_JOB_. Please copy every one of the following items word for word, changing nothing in any line.
Begin SUPPLIED MATERIAL
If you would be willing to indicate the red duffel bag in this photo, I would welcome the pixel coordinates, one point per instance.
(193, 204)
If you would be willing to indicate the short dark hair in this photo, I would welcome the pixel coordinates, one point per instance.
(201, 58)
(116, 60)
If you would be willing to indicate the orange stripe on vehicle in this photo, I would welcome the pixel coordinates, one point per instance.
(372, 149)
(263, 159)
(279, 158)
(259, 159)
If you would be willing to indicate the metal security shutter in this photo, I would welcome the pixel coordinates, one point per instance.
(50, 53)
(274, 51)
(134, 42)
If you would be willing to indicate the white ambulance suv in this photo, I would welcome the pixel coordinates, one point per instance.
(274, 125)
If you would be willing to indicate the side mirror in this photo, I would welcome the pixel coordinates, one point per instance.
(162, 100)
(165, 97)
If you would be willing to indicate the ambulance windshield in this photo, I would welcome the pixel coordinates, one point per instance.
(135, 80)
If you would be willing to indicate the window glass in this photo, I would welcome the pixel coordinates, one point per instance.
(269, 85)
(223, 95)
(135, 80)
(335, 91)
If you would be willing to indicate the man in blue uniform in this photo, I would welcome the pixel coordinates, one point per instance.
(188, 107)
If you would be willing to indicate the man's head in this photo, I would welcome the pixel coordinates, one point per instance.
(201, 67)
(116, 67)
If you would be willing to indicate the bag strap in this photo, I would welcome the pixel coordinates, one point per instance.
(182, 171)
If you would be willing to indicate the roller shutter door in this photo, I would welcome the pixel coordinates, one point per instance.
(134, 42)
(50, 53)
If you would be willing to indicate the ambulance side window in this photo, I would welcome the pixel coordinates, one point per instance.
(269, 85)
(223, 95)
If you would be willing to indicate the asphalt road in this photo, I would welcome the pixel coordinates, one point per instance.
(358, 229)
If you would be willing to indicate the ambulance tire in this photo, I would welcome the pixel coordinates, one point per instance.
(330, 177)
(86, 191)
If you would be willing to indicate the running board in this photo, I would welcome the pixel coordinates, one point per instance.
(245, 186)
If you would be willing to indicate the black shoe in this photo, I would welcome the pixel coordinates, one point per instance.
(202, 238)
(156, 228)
End SUPPLIED MATERIAL
_RESULT_.
If you would be willing to indicate the red duffel bag in this photo, I would welcome the pixel coordinates, one point per instance.
(193, 204)
If you would be willing to indicate the short dark hair in this photo, I would welcome the pixel coordinates, one point per instance.
(201, 58)
(116, 60)
If you would be willing to indicate the orange stripe on vehicle in this photo, I would welcome the pixel coordinates, one point per instance.
(372, 149)
(263, 159)
(279, 158)
(259, 159)
If you would be willing to indicate the metal security shutter in this photo, I would welcome the pixel coordinates, one point per instance.
(50, 53)
(274, 51)
(134, 42)
If you would be willing to indicate the white ambulance suv in this photo, I would welcome the pixel coordinates, one point per instance.
(274, 125)
If you would be willing to indicate the side mirror in this photo, I would welcome the pixel coordinates, one point per instance.
(162, 100)
(165, 97)
If you would be willing to indicate the ambulance windshield in this photo, I would welcome the pixel coordinates, one point per instance.
(135, 80)
If you would be willing to indicate the window glass in this photo, I would welcome the pixel coordinates, one point per instance.
(269, 85)
(223, 95)
(135, 80)
(335, 91)
If you would be willing to indicate the man in blue uniform in this photo, I would welcome the pixel coordinates, one point per instance.
(188, 107)
If you would be willing to indicate the man's head in this photo, I would welcome the pixel coordinates, one point per instance.
(201, 67)
(116, 67)
If you would be willing to indicate the bag strap in this photo, I would welcome the pixel coordinates, one point per instance.
(182, 171)
If you would be willing to indicate the roller shutter door in this photo, I would welcome the pixel coordinates, one point per instance.
(134, 42)
(50, 53)
If you would be willing to indicate the ambulance side window in this photo, I would welcome the pixel coordinates, one point per instance.
(269, 85)
(223, 95)
If you would be willing to indicate the asphalt road in this photo, I would welcome the pixel coordinates, one point per instance.
(358, 229)
If you would be willing to indicate the ambulance tire in this photo, I would welcome the pixel coordinates, one point per instance.
(330, 177)
(86, 191)
If you would be willing to indicate the running board in this photo, I would welcome the pixel coordinates, one point per instance.
(245, 186)
If you would be willing to indicate the black shoe in this photo, I would welcome the pixel coordinates, one point per instance.
(202, 238)
(156, 228)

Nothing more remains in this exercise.